* **WORK ITEM**: All of the entries are to be written out again verbatim.

* **SUPPLIED DATA**:

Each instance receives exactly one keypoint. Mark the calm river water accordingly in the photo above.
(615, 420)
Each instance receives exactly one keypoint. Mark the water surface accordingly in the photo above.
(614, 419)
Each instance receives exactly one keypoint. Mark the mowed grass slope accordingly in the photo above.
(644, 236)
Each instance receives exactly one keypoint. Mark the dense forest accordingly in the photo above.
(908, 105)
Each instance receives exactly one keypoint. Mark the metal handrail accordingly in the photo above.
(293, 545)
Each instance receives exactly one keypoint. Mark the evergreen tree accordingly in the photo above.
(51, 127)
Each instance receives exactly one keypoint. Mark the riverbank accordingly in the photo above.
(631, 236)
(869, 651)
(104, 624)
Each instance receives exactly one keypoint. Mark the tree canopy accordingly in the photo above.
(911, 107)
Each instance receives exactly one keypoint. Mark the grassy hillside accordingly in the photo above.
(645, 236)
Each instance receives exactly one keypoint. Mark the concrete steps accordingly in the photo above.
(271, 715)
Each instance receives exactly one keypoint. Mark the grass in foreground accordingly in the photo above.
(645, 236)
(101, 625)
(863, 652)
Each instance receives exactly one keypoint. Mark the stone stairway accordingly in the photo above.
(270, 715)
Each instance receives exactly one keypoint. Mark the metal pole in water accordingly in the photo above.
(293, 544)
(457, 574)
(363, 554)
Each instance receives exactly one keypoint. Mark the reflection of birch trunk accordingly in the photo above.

* **EXERCISE SOLUTION**:
Each instance receives exactly one keypoint. Mark the calm river water accordingly in the photo above.
(615, 420)
Each instance receives exactly one keypoint. Mark the water surface accordingly in the photo above.
(614, 419)
Each instance receives exactly one keypoint. Mark the mowed grass slope accordingly in the photo above.
(644, 236)
Each instance receives exactly one keypoint. Mark the dense forest accordingly in the photo above.
(908, 105)
Each instance receives exactly one keypoint. Mark the metal handrail accordingly in the photo above.
(293, 545)
Each instance receives exactly one keypoint. Mark the evergreen tree accordingly in the photo above.
(51, 127)
Each instance receives exactly one keypoint. Mark the riverbank accordingly in the photo above.
(631, 236)
(869, 651)
(104, 624)
Each instance receives exactly one keypoint. Mark the tree canopy accordingly in the photo above.
(911, 107)
Each instance receives exactly one keypoint. Mark the grassy hillside accordingly in the photo above.
(645, 236)
Each instance receives exactly one keypoint. Mark the concrete steps accordingly in the photo above.
(271, 715)
Each instance receives exactly one keypoint. Mark the grass in foreground accordingly in the photo above.
(645, 236)
(101, 625)
(863, 652)
Each instance receives exactly one keypoint. Mark the stone stairway accordingly in the photo above.
(270, 715)
Each instance receives exactly one keypoint. Mark the metal pole in water accordingly in the photo above.
(293, 544)
(457, 574)
(363, 554)
Each instance receives exactly one keypoint. Mark the reflection of birch trunk accordingly in the photo above.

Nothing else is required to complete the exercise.